[Requirements]
A) Which record label released the EP described in the Royalty International article?
B) Copy the passage of the Royalty International article between "EP by Chris" and "every streaming platform.", inclusive.

[Source document]
EP by Chris Brown
- Released: December 25, 2015
- Recorded: 2015
- Genres: Tropical house; disco;
- Length: 17:50
- Labels: RCA; CBE;
- Producers: Scott Storch; Will Lobban-Bean; Alexander Isaak; Free School; The Futuristics; FNZ; Jim Jonson;

Chris Brown chronology
| Royalty (2015) | Royalty International – EP (2015) | Heartbreak on a Full Moon (2017) |

= Royalty International =

Royalty International – EP is an extended play by American singer Chris Brown. It was released on Christmas Day, by RCA Records. At first it was available only for digital download in United Kingdom, Ireland, New Zealand, Canada and Australia, later it was released worldwide on every streaming platform.

==Background==
Initially, Brown's intention was to release two different versions of his seventh studio album, Royalty, including an "international" version where some R&B tracks were replaced by uptempo pop-leaning songs, but eventually the international version was scrapped, and he ended up releasing some of these tracks on an EP titled Royalty International.

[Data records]
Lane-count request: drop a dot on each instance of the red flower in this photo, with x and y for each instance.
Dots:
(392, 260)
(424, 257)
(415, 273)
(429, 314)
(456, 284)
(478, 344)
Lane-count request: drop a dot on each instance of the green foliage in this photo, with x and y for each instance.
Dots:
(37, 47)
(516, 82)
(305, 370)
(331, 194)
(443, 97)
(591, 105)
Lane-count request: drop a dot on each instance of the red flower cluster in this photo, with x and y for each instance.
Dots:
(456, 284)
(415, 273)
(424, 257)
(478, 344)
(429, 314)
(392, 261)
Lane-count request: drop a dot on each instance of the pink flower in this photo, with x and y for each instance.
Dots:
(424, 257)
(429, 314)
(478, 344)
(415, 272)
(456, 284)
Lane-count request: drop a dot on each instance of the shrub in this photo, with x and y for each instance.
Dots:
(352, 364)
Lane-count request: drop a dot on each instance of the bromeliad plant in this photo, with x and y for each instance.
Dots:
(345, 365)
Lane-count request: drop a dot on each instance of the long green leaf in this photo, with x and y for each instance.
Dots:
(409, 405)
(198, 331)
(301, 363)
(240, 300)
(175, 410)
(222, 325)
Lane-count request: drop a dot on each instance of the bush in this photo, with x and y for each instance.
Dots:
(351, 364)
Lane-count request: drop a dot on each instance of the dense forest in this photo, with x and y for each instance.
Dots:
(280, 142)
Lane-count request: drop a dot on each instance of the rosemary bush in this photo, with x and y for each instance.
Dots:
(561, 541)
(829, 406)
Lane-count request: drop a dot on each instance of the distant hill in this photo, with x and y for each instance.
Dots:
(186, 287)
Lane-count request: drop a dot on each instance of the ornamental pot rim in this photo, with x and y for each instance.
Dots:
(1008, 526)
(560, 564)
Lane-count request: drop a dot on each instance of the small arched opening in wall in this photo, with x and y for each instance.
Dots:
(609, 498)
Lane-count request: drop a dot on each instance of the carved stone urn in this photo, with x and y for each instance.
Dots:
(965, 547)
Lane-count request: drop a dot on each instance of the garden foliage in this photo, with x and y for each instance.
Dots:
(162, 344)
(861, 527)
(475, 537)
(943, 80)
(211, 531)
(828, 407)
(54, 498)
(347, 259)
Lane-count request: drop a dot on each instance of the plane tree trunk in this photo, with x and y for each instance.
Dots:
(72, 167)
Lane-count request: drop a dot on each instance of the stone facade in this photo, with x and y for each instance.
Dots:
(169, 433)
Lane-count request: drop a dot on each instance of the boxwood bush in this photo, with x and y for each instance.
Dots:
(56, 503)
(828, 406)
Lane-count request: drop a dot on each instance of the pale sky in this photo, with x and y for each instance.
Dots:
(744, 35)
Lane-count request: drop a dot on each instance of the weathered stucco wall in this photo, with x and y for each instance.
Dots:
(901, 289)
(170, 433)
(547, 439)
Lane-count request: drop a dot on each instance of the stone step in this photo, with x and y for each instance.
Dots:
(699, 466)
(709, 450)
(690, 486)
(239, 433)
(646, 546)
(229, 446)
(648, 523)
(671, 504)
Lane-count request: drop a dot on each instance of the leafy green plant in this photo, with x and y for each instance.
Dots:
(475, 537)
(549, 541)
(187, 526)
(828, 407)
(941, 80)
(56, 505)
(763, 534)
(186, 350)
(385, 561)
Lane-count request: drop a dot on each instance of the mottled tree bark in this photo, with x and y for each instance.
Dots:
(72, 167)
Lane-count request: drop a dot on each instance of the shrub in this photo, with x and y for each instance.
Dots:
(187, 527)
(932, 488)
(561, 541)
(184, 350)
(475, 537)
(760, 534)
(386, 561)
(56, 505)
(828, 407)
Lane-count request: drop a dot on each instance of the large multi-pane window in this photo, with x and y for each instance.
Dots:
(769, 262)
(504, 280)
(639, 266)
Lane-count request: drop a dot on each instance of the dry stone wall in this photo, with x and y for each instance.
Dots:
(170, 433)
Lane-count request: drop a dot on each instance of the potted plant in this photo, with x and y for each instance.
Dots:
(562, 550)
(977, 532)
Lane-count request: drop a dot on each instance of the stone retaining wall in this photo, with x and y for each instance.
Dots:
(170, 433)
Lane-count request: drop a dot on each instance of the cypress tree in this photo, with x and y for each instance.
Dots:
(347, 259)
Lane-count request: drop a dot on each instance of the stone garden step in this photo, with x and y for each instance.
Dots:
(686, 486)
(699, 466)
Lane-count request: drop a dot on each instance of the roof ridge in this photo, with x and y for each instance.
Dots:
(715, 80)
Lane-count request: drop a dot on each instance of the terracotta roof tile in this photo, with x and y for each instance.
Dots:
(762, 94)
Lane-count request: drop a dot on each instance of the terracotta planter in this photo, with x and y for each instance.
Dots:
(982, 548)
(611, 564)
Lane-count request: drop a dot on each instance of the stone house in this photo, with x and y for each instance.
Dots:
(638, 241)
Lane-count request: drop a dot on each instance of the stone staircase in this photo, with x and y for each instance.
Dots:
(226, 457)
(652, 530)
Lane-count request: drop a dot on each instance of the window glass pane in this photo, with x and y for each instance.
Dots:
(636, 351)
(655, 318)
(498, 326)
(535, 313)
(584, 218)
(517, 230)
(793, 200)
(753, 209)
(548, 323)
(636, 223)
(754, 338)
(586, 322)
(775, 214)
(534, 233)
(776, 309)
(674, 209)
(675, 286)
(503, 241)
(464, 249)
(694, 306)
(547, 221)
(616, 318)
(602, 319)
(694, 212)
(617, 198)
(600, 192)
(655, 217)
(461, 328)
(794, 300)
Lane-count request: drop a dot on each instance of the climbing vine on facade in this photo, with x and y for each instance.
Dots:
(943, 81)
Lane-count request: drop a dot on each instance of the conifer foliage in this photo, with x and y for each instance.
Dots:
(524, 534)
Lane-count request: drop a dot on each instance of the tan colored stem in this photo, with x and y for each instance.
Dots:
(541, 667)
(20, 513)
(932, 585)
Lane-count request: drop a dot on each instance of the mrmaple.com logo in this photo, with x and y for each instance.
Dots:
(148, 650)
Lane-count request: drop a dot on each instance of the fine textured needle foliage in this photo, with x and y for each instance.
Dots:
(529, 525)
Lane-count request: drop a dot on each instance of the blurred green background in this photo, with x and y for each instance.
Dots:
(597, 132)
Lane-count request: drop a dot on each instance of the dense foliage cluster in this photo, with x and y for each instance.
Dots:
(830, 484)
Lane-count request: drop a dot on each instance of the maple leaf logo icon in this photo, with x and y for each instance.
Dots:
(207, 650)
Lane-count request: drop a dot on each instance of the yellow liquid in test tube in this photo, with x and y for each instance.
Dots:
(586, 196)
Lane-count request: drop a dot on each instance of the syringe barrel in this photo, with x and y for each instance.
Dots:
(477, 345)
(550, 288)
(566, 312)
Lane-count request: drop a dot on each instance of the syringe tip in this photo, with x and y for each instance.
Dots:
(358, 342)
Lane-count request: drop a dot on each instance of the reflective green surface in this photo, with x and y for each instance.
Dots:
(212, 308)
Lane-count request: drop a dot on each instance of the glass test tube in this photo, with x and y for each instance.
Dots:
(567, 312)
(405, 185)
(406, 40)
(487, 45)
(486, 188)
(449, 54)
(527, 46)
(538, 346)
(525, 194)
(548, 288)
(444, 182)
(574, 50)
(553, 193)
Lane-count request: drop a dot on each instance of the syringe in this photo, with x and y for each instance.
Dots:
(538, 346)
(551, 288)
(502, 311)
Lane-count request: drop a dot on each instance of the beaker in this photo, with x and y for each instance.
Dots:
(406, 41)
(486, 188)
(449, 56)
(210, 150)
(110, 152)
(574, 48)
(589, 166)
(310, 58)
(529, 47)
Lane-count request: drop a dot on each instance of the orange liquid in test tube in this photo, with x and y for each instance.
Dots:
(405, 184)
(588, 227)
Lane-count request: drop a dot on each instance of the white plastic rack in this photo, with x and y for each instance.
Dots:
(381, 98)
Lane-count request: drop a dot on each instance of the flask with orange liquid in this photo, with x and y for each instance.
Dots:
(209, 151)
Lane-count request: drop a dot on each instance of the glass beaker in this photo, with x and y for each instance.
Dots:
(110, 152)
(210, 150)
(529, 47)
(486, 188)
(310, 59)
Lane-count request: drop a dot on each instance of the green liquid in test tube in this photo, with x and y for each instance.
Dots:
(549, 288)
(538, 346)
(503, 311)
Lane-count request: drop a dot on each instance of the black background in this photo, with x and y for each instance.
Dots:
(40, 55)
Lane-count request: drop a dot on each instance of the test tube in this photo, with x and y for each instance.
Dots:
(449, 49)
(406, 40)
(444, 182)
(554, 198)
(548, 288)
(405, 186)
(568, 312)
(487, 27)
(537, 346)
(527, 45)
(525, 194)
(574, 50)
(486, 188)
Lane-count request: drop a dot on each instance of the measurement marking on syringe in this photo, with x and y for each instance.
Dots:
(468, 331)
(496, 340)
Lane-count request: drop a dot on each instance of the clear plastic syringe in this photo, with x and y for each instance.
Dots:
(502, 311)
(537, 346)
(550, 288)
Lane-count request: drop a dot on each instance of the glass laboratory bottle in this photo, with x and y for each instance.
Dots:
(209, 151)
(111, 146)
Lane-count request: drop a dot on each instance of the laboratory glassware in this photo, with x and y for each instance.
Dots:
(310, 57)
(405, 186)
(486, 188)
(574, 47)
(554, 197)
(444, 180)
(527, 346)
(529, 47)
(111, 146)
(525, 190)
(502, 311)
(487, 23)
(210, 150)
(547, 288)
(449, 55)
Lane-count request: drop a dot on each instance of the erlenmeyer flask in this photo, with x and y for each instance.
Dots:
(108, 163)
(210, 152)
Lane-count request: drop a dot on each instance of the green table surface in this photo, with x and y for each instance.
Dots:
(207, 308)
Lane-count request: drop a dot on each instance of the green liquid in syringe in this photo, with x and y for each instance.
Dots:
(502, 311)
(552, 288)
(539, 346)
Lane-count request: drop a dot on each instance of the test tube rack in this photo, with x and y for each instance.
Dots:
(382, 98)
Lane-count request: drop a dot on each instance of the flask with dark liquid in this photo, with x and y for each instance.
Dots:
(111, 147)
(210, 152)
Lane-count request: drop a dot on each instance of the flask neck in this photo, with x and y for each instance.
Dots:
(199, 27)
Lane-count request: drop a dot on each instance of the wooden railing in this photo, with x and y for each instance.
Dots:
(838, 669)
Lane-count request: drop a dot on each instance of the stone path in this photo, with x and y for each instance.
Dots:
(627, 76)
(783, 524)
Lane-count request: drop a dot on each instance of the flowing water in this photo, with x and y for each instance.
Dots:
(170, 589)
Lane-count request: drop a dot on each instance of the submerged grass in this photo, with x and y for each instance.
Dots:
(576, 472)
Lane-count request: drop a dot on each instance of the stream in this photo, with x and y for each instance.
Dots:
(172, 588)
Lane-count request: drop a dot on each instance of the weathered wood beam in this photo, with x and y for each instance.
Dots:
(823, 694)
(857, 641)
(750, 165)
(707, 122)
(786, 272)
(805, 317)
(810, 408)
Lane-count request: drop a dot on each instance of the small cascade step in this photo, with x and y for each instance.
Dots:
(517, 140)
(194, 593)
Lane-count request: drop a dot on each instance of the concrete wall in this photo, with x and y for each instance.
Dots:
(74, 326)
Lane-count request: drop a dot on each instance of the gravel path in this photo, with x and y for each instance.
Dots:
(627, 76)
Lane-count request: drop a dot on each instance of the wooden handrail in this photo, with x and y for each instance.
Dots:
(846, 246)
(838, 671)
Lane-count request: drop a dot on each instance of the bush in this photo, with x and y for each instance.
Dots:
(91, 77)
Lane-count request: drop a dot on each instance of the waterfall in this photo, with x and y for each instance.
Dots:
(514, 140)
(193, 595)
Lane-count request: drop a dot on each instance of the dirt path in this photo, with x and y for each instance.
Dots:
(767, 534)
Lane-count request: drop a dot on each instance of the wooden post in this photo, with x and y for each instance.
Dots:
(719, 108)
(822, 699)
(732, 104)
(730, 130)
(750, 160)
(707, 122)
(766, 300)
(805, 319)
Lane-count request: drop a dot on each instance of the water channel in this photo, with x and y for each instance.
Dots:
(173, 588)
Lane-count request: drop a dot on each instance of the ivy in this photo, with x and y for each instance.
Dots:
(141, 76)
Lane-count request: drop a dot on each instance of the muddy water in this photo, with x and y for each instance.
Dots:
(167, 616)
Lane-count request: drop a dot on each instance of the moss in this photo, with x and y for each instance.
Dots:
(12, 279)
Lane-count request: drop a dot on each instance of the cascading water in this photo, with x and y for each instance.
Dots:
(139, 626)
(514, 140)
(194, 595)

[Answers for the exercise]
A) RCA Records

B)
EP by Chris Brown
- Released: December 25, 2015
- Recorded: 2015
- Genres: Tropical house; disco;
- Length: 17:50
- Labels: RCA; CBE;
- Producers: Scott Storch; Will Lobban-Bean; Alexander Isaak; Free School; The Futuristics; FNZ; Jim Jonson;

Chris Brown chronology
| Royalty (2015) | Royalty International – EP (2015) | Heartbreak on a Full Moon (2017) |

= Royalty International =

Royalty International – EP is an extended play by American singer Chris Brown. It was released on Christmas Day, by RCA Records. At first it was available only for digital download in United Kingdom, Ireland, New Zealand, Canada and Australia, later it was released worldwide on every streaming platform.